#### [The request]
Rewrite the entries from the line containing "If it's not too much trouble, could you box the necklace" through the end of the entries below, replacing "necklace" with "pendant" and leaving everything else unchanged.

#### [Object detection data]
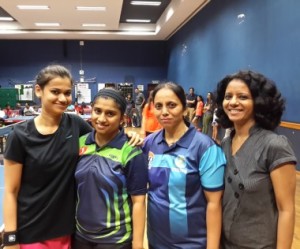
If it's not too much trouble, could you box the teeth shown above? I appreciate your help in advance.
[230,110,240,113]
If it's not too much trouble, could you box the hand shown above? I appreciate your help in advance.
[127,131,144,146]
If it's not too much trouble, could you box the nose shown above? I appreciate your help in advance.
[229,96,239,105]
[58,94,68,103]
[97,113,106,122]
[161,106,169,116]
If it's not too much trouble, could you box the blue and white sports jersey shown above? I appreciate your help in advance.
[143,126,226,249]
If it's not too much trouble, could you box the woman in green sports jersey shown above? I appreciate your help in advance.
[72,88,148,249]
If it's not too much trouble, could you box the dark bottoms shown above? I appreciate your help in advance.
[72,238,132,249]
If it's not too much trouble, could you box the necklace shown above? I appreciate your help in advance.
[165,126,188,147]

#### [Completed exercise]
If it's not too much trouble, could you box the pendant shown above? I appreciate your help in advance.
[165,126,188,147]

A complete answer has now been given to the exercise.